* _Problem to solve_: After locating the line with "rear wheel with a point." in the data that follows, return it and every later line exactly, up to and including the line with "crate with a point.".

(Stored data entries)
################

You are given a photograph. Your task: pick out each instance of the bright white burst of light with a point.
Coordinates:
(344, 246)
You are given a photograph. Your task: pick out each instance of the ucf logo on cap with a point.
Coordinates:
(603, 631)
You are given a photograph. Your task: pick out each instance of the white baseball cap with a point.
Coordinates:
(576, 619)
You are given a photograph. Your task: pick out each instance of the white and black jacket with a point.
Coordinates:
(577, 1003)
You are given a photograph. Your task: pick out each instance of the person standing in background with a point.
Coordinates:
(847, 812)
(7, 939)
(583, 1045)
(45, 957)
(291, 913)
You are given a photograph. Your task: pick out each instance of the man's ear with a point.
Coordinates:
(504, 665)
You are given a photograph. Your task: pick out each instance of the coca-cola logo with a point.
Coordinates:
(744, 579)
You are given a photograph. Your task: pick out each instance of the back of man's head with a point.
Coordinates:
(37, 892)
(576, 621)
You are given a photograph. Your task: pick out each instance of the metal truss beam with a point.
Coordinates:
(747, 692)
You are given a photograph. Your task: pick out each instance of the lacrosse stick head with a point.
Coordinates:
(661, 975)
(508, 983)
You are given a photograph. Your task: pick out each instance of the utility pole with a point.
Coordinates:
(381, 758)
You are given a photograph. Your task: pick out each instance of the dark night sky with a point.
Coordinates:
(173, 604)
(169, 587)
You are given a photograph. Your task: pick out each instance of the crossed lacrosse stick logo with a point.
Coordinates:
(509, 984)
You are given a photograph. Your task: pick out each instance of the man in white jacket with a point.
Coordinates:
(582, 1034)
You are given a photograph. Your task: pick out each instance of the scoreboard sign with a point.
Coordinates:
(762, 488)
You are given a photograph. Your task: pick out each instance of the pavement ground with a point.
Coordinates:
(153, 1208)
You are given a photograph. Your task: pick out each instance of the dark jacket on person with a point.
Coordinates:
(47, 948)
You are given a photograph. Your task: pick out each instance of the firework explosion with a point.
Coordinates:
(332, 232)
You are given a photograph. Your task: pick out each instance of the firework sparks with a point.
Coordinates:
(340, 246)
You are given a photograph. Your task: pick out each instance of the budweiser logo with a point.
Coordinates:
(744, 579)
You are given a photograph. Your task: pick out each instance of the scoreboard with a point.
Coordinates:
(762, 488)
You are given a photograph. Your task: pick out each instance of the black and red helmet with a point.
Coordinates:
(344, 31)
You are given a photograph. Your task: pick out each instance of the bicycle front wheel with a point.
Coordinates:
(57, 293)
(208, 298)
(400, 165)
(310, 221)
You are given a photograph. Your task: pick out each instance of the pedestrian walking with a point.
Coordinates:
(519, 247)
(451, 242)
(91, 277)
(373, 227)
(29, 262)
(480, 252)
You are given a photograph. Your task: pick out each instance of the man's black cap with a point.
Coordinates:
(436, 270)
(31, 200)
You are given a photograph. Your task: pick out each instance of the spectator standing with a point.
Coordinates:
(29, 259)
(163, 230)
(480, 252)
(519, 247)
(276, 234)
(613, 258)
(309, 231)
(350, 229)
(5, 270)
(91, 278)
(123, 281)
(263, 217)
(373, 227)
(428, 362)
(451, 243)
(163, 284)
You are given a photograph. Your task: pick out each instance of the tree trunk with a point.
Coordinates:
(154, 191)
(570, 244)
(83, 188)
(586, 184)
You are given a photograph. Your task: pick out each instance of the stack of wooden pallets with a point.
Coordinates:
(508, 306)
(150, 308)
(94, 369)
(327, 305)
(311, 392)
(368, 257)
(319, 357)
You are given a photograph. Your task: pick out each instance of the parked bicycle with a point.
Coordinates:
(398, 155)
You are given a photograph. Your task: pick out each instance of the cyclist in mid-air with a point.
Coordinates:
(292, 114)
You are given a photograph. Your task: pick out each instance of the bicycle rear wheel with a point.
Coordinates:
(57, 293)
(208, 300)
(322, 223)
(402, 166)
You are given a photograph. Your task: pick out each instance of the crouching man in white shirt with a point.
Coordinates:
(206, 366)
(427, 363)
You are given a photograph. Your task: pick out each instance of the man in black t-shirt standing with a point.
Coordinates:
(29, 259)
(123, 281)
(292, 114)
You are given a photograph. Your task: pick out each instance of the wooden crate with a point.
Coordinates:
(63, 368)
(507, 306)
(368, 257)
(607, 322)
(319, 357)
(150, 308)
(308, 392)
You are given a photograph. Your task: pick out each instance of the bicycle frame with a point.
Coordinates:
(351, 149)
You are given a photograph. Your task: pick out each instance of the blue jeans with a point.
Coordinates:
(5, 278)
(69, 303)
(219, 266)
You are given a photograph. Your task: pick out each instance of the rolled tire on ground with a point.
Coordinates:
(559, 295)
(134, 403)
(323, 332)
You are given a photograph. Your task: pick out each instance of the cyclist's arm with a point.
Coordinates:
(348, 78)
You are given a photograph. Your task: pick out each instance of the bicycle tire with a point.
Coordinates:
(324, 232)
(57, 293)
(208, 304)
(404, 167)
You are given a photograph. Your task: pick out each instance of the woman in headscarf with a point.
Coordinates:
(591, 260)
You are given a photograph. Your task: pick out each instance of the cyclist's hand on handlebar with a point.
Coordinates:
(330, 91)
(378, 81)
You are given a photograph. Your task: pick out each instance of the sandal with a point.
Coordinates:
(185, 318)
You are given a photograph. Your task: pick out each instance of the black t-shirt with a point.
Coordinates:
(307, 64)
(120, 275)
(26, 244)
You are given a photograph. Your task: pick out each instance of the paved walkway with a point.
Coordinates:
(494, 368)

################

* _Written response_:
You are given a photograph. Your task: pick out each instance of the bicycle rear wheel with a point.
Coordinates:
(57, 293)
(208, 300)
(322, 223)
(402, 166)
You are given a photograph. Your task: pick out each instance of the crouching man in white shirt with a point.
Coordinates:
(206, 366)
(427, 363)
You are given a photograph. Your task: pick out each instance of the man in black t-shirt standing with a point.
Coordinates:
(29, 259)
(123, 281)
(292, 114)
You are given a photograph. Your task: pick out each instance of the wooden crate with a point.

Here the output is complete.